== Passage provided ==
- Active: 1942–45
- Country: Japan
- Branch: Imperial Japanese Army
- Size: 106 officers and 3,028 enlisted men
- Engagements: World War II

= Hong Kong Defence Force (Imperial Japanese Army) =

The Hong Kong Defence Force was the main Imperial Japanese Army formation responsible for garrison duties during the Japanese occupation of Hong Kong. It was formed in January 1942 and disbanded after the end of the war in August 1945.

==Structure and history==

The Hong Kong Defence Force was established on 19 January 1942, following the Japanese victory during the Battle of Hong Kong in December 1941. The 38th Division, which had been the main Imperial Japanese Army unit responsible for capturing the British colony, departed the same month. The Hong Kong Defence Force reported to the Japanese Government of the Hong Kong Occupied Territory. The other Japanese military units stationed in Hong Kong from early 1942 were the small Hong Kong Artillery Force and the Imperial Japanese Navy's Hong Kong Base Force, which formed part of the 2nd China Expeditionary Fleet.

The Hong Kong Defence Force had a similar structure to the Imperial Japanese Army's Independent Mixed Brigades, which were also initially established to occupy Japanese-held territory. Its main elements were three infantry battalions, the 67th, 68th and 69th Independent Infantry Battalions. These battalions were supported by an artillery unit which comprised six anti-aircraft guns, a trench mortar battery and two field artillery batteries. The Hong Kong Defence Force also had a hospital. The authorised strength was 106 officers and 3,028 enlisted men. This structure remained unchanged until the force's disbandment following the end of the war.

The three infantry battalions were stationed at Hong Kong Island, Kowloon and the New Territories. The battalions in Kowloon and the New Territories operated in urban areas, along the Kowloon-Canton Railway and at four posts. The size of the Hong Kong Defence Force proved too small, and a detachment of 250 soldiers from the Twenty-Third Army was also stationed in Hong Kong.

During the later stages of the war, the Japanese forces in Hong Kong constructed many fortifications along the territory. Some were concrete pillboxes that were built at key junctions and strategic points within population centres, whilst in the countryside, many tunnels were dug into the hillside to act as defensive positions. The Japanese decided that the area around Fei Ngo Shan and Tate’s Cairn was a key strategic location to defend, so they built dozens of tunnels in the location.

The Hong Kong Defence Force surrendered to the British along with the rest of the Japanese forces in Hong Kong on 16 September 1945 as part of the reoccupation of the colony.
===
== Provided data ==
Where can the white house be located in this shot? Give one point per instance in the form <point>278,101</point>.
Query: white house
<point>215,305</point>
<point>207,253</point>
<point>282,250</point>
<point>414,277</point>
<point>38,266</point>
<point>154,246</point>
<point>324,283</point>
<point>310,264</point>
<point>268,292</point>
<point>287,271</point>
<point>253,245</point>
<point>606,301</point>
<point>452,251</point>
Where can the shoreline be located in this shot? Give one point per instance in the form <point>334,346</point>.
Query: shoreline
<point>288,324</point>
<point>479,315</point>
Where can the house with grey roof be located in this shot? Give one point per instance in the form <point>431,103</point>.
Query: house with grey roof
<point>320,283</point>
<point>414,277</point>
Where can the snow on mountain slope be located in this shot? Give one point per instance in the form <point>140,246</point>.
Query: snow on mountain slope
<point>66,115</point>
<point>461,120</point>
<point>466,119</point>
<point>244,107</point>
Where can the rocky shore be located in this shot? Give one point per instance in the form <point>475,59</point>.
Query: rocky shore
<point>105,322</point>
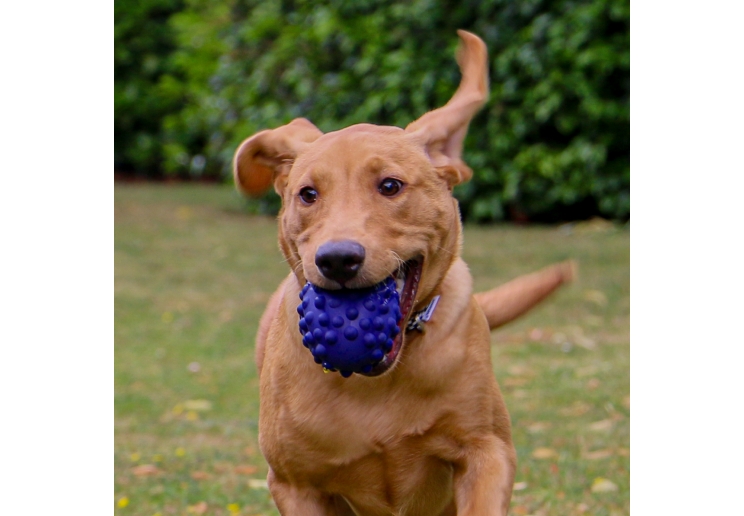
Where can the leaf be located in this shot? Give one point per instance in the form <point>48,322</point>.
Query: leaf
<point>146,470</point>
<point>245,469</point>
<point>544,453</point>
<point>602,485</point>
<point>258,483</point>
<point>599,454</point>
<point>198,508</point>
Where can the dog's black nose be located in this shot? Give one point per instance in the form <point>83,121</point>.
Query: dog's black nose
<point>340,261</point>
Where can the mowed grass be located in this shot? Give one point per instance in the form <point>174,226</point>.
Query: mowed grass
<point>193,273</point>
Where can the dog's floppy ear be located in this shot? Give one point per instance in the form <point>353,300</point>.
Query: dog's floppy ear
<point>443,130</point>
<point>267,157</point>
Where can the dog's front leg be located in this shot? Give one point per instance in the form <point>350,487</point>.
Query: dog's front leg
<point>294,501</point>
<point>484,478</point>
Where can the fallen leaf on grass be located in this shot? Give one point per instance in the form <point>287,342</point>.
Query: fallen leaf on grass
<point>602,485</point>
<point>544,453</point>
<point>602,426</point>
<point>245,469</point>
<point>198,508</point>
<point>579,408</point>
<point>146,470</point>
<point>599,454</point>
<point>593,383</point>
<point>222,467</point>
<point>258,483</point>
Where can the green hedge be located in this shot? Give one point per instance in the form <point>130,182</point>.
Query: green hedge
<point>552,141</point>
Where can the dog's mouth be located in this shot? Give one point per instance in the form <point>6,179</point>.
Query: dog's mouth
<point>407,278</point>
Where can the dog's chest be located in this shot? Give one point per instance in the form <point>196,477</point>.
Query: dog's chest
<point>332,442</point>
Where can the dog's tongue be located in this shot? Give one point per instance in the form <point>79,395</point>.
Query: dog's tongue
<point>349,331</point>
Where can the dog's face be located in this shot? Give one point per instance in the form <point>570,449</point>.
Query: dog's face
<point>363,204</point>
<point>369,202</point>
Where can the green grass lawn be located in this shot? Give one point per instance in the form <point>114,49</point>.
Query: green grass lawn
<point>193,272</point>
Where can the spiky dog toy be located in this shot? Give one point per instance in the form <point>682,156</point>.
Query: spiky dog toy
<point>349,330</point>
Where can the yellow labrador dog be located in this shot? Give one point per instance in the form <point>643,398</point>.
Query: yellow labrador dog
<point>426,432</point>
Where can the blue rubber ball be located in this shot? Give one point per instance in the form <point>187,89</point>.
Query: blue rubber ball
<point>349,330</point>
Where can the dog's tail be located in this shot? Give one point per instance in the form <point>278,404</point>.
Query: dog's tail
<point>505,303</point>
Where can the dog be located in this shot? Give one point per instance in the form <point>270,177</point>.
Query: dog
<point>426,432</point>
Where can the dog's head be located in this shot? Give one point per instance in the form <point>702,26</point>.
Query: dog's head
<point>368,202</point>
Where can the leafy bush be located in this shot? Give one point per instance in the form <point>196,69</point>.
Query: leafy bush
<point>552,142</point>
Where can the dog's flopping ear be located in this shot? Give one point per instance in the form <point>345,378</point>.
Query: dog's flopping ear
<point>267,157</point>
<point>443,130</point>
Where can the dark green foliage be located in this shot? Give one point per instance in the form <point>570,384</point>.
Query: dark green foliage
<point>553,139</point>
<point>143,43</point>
===
▸ Task description:
From the Hong Kong Defence Force text above, copy verbatim everything from "During the later" down to "in the location.".

▸ Written reply:
During the later stages of the war, the Japanese forces in Hong Kong constructed many fortifications along the territory. Some were concrete pillboxes that were built at key junctions and strategic points within population centres, whilst in the countryside, many tunnels were dug into the hillside to act as defensive positions. The Japanese decided that the area around Fei Ngo Shan and Tate’s Cairn was a key strategic location to defend, so they built dozens of tunnels in the location.